### Written problem A
Pick out every line in the rows below that contains the string "cloud", matching case exactly.

### Source document
-- START --

The hobby game industry makes their biggest announcements and releases flagship products every year at Gen Con. Check out this year's rundown of the new games we're most excited about playing.
Dungeons & Dragons
The biggest news, of course, was the official launch of 5E, with the release of the Player's Handbook. They seemed to be selling like hotcakes, and there was a lot of buzz around the con about it, almost all of it positive. The organized play tables in the D&D area were literally always full – all the 5E sessions sold out very quickly. Wizards of the Coast also had a few copies of the upcoming Monster Manual on hand, though it isn't due for release for another month. Wizards even held a big outdoor launch party, open to anyone and free of charge.
Paizo Licenses Pathfinder to Obsidian
Paizo's big Gen Con release this year was the Advanced Class Guide (we'll have a review in the coming weeks), and they announced next year's release, Occult Adventures. The next big adventure path for the Pathfinder Adventure Card Game, Skull & Shackles, was available and selling briskly.
The really big announcement was a new licensing partnership with Obsidian Entertainment, the company that made Fallout: New Vegas among other videogames. Obsidian will be creating a variety of games based on the Pathfinder world and characters, starting with a tablet version of the Pathfinder Adventure Card Game. I don't tend to get too excited about tablet versions of things that already exist, but there's a lot of potential in this deal. Anyone interested in a AAA Fallout-style adventure game set in Golarion?
Upper Deck Resurrects Vs.
Upper Deck announced the relaunch of the Vs. collectible card game. It was kind of an odd announcement – with much fanfare they unveiled a Vs. logo, basically said, "Vs. is back! It's $50. Go buy it." No one at their booth offered any additional information. A blog post on the Upper Deck site suggests this is a limited release intended to test the waters and see if fans are into it, and that this will follow the living card game model (a fixed set with future expansions, no random boosters). So Vs. is back but isn't a CCG, and enters a market that already has separate Marvel and DC deck-building games.

-- END --

### Data entries
-- START --

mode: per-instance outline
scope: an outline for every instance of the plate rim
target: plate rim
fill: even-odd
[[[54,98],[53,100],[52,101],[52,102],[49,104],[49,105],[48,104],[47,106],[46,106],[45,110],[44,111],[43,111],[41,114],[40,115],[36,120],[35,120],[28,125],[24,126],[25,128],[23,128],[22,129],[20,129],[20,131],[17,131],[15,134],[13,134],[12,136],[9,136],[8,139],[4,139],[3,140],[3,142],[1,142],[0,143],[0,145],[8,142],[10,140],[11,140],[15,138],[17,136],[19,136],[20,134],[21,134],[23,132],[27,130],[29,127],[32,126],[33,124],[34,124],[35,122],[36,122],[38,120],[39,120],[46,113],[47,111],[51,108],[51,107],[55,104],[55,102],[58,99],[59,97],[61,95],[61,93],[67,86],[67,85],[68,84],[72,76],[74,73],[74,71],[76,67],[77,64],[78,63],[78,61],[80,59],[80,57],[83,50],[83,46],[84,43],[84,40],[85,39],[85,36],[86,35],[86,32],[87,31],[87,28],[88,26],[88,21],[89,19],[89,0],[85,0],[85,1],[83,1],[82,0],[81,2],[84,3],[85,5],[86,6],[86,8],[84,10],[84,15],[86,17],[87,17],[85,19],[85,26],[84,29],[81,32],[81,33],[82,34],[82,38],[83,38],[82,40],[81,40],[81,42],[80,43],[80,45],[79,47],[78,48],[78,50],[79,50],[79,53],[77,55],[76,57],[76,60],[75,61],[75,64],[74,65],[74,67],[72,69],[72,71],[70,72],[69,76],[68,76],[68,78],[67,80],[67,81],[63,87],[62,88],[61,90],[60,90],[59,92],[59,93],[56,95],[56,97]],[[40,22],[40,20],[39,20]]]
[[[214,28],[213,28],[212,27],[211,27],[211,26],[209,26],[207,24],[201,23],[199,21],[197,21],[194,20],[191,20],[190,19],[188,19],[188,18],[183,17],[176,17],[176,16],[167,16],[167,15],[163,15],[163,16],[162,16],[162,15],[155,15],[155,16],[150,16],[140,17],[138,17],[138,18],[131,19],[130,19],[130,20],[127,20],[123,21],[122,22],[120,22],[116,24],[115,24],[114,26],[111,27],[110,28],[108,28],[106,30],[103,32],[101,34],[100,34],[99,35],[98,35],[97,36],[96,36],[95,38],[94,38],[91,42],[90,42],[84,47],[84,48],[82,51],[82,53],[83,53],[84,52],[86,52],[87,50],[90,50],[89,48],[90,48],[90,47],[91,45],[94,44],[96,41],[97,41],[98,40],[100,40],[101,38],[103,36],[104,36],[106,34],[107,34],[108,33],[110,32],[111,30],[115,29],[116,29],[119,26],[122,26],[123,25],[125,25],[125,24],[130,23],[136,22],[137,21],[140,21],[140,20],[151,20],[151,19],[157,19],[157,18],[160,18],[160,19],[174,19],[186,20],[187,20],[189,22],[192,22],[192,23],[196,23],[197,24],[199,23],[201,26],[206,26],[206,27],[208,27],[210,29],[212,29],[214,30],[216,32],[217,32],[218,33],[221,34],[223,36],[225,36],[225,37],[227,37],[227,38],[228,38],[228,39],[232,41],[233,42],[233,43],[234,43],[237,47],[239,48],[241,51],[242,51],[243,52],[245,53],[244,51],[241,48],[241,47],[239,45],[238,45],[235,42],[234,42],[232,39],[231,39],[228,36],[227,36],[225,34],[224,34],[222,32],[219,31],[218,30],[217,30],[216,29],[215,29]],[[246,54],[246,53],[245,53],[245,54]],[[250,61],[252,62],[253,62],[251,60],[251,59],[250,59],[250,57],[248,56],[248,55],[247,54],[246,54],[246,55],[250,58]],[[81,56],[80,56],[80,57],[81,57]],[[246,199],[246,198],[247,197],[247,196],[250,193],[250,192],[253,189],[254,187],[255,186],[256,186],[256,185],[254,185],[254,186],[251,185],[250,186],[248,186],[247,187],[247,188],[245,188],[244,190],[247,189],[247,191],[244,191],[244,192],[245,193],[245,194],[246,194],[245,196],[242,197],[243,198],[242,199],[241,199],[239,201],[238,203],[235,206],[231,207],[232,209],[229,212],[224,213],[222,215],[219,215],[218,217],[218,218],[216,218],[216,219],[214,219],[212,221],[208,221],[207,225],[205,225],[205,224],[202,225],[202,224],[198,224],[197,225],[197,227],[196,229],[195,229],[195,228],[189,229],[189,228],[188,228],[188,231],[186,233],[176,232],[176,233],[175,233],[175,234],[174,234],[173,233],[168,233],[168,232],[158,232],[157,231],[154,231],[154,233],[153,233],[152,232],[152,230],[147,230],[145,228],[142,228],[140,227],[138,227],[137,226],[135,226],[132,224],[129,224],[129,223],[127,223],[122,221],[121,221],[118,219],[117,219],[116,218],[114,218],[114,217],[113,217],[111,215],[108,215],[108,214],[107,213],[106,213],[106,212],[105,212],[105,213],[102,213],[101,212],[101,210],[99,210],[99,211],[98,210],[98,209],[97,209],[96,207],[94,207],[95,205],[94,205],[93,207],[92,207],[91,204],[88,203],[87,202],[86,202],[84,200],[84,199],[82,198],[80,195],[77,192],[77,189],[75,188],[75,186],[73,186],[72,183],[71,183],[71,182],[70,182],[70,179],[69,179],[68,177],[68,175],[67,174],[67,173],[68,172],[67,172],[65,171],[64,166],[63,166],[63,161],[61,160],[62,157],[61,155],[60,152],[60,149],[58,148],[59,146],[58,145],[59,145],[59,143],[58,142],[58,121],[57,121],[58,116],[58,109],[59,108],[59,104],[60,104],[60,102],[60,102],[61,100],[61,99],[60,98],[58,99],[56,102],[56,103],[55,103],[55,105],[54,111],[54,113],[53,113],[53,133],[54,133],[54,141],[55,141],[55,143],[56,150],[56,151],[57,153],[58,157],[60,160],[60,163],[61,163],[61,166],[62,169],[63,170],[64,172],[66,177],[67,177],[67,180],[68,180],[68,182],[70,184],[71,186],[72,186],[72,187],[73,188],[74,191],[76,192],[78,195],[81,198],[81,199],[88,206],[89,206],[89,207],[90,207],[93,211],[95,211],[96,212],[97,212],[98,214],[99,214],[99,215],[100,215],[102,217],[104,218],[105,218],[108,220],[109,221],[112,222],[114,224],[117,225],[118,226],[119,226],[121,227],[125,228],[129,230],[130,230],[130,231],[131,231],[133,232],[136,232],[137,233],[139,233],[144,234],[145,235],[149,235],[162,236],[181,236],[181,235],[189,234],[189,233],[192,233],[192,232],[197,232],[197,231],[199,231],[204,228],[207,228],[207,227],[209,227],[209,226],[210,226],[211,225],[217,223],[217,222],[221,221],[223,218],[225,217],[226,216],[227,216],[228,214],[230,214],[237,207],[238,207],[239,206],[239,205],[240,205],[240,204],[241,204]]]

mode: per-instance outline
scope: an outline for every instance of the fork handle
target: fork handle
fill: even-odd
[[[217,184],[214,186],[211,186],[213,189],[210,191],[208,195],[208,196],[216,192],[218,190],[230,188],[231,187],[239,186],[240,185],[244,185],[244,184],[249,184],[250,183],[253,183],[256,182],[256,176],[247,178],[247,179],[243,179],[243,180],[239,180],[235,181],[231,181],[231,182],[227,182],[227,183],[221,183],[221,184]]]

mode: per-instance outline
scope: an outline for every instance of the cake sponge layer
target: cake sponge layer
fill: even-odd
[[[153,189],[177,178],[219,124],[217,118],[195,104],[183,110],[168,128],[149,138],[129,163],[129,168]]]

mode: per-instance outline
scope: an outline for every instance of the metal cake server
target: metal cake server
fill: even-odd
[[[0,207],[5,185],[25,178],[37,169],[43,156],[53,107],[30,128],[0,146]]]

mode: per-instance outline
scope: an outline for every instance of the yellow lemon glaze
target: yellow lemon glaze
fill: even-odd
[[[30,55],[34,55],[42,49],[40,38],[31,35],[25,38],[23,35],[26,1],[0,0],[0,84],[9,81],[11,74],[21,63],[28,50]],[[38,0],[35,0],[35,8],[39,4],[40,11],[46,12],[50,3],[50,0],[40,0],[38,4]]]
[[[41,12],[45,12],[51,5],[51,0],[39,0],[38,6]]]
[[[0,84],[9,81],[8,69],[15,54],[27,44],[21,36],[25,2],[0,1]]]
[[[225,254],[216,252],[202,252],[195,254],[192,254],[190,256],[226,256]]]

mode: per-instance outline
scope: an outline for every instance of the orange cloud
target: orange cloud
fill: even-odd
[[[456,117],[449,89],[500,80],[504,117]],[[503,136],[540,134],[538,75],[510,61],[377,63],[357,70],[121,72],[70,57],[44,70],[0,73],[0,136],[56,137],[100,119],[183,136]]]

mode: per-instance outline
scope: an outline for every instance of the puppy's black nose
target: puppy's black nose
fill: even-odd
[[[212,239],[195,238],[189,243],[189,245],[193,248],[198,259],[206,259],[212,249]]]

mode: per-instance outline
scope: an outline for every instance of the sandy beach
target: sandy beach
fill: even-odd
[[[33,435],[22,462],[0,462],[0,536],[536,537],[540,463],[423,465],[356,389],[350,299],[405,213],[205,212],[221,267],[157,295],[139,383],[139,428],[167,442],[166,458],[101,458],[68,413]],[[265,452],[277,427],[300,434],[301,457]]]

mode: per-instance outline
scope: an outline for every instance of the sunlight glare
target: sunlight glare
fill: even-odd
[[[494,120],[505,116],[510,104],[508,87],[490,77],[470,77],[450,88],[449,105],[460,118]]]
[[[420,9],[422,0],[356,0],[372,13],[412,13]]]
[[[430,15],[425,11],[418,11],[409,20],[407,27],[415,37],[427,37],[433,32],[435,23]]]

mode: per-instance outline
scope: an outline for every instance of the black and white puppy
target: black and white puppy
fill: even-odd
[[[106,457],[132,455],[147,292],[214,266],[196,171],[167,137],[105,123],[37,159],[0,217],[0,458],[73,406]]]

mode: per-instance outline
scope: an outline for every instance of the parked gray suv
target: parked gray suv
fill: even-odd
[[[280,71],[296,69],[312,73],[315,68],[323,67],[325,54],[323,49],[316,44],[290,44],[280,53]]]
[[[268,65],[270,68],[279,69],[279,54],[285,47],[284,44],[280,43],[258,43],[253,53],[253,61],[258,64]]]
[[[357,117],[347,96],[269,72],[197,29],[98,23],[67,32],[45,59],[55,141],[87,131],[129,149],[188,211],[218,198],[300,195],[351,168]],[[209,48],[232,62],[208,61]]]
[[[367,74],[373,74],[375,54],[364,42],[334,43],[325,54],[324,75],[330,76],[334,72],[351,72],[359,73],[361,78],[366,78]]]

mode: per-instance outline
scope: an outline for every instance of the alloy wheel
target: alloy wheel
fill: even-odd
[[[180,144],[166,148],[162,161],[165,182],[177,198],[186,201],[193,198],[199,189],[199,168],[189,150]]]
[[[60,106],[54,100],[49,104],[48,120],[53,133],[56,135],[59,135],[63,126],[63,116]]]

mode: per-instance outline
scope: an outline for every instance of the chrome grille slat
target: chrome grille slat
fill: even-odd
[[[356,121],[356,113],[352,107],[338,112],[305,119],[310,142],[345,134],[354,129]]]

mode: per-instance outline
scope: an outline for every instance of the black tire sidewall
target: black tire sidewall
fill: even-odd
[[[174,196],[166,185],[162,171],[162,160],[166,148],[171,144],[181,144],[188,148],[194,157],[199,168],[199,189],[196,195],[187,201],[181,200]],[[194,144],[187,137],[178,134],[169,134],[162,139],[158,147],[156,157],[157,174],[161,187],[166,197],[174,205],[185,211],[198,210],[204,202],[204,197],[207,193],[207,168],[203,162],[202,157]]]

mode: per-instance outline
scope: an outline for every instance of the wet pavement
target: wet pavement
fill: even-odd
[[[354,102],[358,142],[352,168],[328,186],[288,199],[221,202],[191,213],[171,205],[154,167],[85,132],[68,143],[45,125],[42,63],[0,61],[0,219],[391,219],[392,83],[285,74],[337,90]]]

-- END --

### Written problem B
In the Gen Con article, which company will make a tablet version of the Pathfinder Adventure Card Game?

### Correct answer A
scope: an outline for every instance of the orange cloud
target: orange cloud

### Correct answer B
Obsidian Entertainment